■ Text extract

Here are my notes from XML2007 in Boston, Day 1. Since I'm responsible for the publishing track scheduling, I'm hanging out in here all conference.
******
Opening Plenary - Does XML Have a Future on the Web? The big takeaway from this panel was that developers in the real world are still being confronted with the fact that a lot of data can be modeled very effectively relationally and as objects, and using XML for such data imposes some unwelcome complexity, especially in terms of how to map the data to structures available in programming languages. JSON provides an easier way for such developers to work with content. On the other hand, some content doesn't fit well into this model, and so XML's complexity provides value well worth the cost. It was fun to see Michael Sperberg-McQueen and Douglas Crawford "discuss" this divide, but most audience members found value in both perspectives, and didn't seem to take seriously Crawford's notion that XML has been outright dangerous because in part of its being a distraction from the evolution of other web standards like HTML and javascript. The third panelist, Michael Day, offered some practical perspective from the viewpoint of a software provider that needs to wrestle with all the ways in which information might be published on the web. As he said, he saw no reason to privilege one format (HTML, XML, JSON) over another. He also made a comment about thinking CSS could potentially be used for sophisticated print formatting not only for the web. I'd like to hear more about that.

■ Supplied records
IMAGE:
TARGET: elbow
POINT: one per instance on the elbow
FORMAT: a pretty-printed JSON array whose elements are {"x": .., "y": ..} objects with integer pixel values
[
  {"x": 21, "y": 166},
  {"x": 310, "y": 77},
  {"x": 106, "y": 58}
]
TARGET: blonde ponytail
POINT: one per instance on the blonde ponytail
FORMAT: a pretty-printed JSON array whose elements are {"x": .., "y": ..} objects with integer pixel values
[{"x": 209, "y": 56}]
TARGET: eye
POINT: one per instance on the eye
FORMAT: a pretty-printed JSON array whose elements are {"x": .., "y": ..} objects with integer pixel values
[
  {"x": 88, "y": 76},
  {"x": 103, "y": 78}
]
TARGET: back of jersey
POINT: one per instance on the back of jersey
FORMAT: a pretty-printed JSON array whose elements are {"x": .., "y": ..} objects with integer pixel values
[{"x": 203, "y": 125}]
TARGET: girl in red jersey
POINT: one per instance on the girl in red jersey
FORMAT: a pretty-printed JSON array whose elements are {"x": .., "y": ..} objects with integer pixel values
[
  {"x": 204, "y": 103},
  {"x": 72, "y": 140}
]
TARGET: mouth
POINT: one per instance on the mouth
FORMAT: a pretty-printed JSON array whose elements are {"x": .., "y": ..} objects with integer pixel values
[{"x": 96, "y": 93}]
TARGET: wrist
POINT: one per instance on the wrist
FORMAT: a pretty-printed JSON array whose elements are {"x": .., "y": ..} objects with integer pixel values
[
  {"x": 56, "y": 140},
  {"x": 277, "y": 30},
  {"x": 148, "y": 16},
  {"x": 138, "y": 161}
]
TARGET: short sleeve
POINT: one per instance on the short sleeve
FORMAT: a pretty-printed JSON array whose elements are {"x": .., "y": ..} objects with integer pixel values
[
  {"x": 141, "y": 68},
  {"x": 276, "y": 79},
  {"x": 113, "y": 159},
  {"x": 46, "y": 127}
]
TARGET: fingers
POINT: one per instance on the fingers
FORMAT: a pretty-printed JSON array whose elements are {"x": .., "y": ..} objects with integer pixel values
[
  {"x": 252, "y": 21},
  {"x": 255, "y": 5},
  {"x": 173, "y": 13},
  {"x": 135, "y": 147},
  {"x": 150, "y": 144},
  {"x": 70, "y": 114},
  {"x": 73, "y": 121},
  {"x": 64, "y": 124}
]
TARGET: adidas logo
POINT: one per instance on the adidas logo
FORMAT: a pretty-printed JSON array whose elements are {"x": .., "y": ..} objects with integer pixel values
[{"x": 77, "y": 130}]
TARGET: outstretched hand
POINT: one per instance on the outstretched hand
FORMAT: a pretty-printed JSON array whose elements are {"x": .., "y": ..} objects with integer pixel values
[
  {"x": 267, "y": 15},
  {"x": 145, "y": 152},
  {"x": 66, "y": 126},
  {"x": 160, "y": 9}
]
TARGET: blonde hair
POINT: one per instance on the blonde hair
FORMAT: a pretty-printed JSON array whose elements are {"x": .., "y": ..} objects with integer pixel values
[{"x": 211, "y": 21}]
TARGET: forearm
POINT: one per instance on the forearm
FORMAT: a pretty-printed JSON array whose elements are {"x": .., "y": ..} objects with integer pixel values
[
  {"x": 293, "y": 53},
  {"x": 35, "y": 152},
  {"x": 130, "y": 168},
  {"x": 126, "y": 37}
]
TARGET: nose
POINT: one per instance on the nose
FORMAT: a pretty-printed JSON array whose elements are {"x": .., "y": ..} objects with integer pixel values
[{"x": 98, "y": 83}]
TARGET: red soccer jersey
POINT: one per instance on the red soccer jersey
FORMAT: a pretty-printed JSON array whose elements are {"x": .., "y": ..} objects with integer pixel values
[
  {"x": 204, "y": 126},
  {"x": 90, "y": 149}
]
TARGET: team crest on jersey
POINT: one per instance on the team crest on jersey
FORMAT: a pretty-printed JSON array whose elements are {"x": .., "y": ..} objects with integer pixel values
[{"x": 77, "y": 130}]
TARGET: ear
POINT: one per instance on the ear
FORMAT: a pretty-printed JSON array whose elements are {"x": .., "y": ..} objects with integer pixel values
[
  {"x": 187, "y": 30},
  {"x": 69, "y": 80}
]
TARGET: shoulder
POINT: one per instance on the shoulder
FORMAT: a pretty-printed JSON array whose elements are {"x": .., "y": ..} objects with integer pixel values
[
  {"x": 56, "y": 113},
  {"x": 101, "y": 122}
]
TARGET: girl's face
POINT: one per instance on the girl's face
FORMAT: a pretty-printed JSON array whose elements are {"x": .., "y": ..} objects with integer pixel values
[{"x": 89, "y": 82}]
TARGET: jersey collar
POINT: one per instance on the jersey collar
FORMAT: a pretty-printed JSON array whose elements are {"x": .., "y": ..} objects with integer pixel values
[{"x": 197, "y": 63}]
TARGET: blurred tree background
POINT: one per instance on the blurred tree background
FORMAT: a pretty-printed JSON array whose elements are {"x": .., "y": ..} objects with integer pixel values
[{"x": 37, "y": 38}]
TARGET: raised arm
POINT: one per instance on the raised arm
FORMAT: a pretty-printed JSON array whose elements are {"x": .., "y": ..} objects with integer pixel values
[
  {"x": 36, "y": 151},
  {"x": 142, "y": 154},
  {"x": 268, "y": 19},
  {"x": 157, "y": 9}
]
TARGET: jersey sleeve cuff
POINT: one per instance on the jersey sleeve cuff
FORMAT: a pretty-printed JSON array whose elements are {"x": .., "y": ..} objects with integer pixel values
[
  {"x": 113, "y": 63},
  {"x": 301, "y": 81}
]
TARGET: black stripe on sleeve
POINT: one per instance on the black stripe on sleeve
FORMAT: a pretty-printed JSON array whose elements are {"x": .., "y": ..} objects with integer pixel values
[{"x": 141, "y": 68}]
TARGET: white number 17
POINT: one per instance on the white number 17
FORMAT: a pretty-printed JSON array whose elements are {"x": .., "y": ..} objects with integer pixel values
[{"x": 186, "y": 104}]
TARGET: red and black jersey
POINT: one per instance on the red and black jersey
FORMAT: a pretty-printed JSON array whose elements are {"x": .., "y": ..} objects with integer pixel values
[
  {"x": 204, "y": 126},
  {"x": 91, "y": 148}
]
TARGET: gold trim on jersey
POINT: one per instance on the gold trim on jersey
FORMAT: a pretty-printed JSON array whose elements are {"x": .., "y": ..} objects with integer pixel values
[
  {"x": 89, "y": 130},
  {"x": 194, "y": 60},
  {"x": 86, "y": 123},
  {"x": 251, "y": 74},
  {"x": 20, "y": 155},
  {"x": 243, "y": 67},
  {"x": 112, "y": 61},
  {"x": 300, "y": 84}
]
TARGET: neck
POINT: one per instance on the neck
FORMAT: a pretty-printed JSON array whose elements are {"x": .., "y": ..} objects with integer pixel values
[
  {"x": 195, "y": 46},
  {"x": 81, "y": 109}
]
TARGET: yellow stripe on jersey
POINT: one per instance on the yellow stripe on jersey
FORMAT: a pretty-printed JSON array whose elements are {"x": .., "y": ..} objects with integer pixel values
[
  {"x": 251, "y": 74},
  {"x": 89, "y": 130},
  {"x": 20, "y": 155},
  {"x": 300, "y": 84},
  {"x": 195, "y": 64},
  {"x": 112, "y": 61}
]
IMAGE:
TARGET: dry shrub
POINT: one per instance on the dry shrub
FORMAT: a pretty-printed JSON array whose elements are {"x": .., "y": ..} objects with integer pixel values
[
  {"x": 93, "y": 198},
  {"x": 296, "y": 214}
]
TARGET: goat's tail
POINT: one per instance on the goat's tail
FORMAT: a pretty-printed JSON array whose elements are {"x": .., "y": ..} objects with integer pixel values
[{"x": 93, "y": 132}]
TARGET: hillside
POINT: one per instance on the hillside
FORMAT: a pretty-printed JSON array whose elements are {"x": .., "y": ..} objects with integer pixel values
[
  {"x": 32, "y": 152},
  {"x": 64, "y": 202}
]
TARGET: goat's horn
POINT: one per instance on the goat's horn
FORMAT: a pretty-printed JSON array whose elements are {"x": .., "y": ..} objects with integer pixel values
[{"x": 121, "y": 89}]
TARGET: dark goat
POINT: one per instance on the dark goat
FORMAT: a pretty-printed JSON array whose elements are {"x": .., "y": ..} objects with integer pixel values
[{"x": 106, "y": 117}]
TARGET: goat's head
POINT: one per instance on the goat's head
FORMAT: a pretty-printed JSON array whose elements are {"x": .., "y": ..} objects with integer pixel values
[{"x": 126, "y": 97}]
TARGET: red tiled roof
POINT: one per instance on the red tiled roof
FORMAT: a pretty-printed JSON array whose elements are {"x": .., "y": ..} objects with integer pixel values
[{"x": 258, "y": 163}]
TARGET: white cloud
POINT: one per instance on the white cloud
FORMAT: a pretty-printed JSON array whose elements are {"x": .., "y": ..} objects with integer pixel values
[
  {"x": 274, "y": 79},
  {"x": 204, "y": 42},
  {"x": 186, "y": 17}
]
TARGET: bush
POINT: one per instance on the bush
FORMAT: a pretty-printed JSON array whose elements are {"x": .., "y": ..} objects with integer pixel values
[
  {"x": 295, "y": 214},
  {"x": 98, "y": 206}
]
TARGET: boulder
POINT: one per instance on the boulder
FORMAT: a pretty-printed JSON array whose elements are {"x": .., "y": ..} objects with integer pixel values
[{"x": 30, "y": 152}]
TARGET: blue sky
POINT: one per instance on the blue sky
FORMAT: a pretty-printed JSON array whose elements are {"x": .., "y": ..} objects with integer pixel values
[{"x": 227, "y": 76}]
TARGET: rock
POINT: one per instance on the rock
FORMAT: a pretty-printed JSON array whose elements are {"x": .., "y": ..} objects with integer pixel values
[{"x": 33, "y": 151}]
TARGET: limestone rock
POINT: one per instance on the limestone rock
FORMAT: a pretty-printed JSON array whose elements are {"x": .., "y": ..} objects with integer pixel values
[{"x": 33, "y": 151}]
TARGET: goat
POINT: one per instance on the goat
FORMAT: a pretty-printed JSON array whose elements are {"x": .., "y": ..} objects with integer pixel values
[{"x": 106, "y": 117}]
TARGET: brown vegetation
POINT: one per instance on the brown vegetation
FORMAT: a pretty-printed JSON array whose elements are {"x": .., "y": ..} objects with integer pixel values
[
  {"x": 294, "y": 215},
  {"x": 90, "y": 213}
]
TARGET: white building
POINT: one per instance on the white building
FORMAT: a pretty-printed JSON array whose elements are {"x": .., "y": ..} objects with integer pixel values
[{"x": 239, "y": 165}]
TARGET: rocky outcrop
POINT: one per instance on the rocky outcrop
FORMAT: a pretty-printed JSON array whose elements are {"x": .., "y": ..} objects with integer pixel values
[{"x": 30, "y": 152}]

■ What you are asked to do
Translate this sentence from the conference notes into Spanish: "JSON provides an easier way for such developers to work with content."

■ Result of this exercise
JSON ofrece a esos desarrolladores una forma más fácil de trabajar con el contenido.